[EXCERPT]
########################################
Large-Scale Silicon Nanowire Arrays on 6‑inch Mono‑ and Multi‑Crystalline Solar Cells via Enhanced Metal‑Assisted Chemical Etching

Introduction

Silicon nanostructures offer superior light‑trapping and anti‑reflection compared to planar silicon, enabling higher solar‑cell efficiencies without expensive antireflective coatings. Metal‑assisted chemical etching (MacEtch) provides a cost‑effective, room‑temperature route to fabricate such nanostructures, yet uniform large‑area production has been limited. This study addresses that gap by refining MacEtch for 6‑inch wafers and validating the resulting SiNW arrays in industrial‑scale Al‑BSF solar cells.

Experimental Methods

MacEtch Mechanism

In an AgNO₃/HF solution, Ag⁺ oxidizes Si to SiO₂, while reduced Ag deposits on the surface. HF removes the oxide, leaving Ag‑protected regions etched anisotropically to form SiNWs. The process is highly controllable through oxidant concentration and metal deposition pattern.
########################################
[Natural-language object grounding data]

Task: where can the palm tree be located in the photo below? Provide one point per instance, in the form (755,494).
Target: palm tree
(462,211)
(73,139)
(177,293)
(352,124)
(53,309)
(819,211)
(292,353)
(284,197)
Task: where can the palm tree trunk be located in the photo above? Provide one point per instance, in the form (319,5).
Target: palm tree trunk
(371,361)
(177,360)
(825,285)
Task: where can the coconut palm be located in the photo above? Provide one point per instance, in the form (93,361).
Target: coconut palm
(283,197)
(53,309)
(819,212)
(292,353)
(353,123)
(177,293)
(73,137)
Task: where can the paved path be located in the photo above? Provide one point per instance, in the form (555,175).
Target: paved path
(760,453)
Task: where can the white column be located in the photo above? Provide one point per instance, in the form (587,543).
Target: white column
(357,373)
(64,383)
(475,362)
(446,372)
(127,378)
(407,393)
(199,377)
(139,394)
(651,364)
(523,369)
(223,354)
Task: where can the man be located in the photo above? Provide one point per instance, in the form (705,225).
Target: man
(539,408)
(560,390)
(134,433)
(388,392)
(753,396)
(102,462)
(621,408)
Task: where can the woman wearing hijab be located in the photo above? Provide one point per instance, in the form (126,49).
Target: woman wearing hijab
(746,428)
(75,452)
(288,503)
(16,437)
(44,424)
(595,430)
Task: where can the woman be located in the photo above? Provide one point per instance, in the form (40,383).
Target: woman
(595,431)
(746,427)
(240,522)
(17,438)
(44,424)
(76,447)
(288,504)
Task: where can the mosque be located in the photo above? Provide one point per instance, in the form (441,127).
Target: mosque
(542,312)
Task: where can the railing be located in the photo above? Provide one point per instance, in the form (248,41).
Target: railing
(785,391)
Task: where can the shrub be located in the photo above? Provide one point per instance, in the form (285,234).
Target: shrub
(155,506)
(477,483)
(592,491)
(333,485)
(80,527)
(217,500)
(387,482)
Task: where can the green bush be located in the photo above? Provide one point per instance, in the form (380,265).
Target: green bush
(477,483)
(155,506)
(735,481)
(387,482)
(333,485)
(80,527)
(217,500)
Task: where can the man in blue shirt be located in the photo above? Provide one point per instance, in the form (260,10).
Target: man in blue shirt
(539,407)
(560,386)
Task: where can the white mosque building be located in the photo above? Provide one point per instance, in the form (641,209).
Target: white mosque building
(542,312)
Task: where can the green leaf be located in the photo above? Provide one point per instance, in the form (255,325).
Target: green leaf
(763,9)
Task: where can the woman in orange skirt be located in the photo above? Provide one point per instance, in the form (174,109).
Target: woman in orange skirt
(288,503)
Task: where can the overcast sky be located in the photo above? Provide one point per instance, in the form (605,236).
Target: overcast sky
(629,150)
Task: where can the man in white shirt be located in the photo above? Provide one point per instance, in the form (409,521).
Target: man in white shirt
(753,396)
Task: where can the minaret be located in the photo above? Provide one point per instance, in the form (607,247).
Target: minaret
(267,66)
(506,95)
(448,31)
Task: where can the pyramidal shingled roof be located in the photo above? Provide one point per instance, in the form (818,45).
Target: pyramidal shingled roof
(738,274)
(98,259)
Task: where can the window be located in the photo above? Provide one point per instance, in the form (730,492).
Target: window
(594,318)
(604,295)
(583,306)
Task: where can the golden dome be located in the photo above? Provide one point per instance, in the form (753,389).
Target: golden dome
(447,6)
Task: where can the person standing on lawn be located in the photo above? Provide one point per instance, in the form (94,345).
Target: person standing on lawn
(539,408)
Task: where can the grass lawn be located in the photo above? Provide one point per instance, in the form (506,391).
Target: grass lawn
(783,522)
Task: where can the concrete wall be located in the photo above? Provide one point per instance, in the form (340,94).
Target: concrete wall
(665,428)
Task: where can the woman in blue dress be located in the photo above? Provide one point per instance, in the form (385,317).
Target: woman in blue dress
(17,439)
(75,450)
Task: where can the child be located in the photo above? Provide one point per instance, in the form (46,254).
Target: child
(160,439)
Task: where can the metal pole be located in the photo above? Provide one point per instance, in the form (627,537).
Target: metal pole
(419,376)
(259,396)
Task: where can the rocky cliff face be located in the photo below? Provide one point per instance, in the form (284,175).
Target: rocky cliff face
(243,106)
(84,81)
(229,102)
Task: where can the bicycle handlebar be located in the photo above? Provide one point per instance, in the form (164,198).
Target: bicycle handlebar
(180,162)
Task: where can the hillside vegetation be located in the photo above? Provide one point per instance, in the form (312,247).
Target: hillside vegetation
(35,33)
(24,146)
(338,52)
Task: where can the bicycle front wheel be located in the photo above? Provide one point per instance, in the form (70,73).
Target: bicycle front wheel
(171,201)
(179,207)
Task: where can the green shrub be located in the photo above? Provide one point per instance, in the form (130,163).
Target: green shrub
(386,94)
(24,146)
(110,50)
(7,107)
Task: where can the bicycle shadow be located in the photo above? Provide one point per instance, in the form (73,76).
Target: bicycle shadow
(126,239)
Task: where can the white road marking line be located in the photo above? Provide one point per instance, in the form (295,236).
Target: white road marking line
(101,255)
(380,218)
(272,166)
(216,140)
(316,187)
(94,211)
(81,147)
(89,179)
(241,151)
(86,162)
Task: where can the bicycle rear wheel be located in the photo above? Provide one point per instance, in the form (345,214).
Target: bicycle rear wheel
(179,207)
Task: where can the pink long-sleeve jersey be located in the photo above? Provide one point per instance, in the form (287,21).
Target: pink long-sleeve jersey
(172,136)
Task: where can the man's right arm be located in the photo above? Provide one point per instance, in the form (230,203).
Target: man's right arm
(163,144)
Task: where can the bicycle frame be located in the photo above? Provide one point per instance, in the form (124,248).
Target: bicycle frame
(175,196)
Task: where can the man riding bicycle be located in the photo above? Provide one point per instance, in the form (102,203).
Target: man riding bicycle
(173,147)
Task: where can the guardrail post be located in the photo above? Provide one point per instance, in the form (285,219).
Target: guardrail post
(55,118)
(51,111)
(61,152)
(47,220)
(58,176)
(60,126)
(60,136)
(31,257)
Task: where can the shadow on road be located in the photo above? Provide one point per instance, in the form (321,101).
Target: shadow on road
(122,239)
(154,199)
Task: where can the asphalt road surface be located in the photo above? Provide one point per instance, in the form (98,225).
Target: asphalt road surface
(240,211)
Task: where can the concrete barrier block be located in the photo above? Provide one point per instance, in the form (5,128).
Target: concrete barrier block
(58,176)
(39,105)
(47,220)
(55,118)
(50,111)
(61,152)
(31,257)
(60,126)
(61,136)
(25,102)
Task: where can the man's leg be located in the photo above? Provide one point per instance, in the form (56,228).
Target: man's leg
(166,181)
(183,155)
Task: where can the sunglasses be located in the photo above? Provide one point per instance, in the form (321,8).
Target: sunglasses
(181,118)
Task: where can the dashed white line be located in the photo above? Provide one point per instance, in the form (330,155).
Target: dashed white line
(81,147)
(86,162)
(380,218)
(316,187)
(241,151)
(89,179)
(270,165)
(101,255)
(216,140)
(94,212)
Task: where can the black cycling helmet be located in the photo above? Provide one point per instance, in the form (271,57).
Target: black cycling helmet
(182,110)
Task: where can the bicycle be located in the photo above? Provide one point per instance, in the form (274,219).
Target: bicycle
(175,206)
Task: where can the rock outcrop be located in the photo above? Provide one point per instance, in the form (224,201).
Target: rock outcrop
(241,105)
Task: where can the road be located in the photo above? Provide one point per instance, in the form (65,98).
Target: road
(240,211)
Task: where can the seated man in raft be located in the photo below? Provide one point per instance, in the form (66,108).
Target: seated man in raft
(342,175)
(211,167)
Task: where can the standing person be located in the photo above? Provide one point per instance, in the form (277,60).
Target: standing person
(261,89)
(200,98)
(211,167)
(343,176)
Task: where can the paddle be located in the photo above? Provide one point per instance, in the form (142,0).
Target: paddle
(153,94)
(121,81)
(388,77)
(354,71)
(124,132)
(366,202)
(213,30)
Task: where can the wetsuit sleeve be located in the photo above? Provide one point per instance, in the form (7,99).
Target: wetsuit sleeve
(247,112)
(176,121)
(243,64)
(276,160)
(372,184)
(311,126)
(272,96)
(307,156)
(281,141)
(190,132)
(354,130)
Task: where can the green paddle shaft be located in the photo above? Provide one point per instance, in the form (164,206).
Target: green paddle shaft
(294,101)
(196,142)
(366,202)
########################################
[PARTS OF THE EXERCISE]
1. From the silicon nanowire text, print the part that starts with the words containing "Silicon nanostructures offer" and ends with "Al‑BSF solar cells.".
2. Answer these questions using the silicon nanowire text:
(a) What size of wafer is MacEtch refined for in this study?
(b) In what kind of solar cells are the resulting SiNW arrays validated?
(c) In the AgNO₃/HF solution, what does HF remove?
3. Based on the silicon nanowire text, is each statement true? Answer yes or no and quote the words that decide it.
(a) MacEtch is a high-temperature process.
(b) In the AgNO₃/HF solution, Ag⁺ oxidizes Si to SiO₂.
(c) Uniform large-area production with MacEtch has been easy to achieve.

[SOLUTIONS FOR EACH TASK]
1.
Silicon nanostructures offer superior light‑trapping and anti‑reflection compared to planar silicon, enabling higher solar‑cell efficiencies without expensive antireflective coatings. Metal‑assisted chemical etching (MacEtch) provides a cost‑effective, room‑temperature route to fabricate such nanostructures, yet uniform large‑area production has been limited. This study addresses that gap by refining MacEtch for 6‑inch wafers and validating the resulting SiNW arrays in industrial‑scale Al‑BSF solar cells.

2.
(a) 6‑inch wafers.
(b) Industrial‑scale Al‑BSF solar cells.
(c) The oxide (SiO₂).

3.
(a) No: "a cost‑effective, room‑temperature route"
(b) Yes: "Ag⁺ oxidizes Si to SiO₂"
(c) No: "uniform large‑area production has been limited"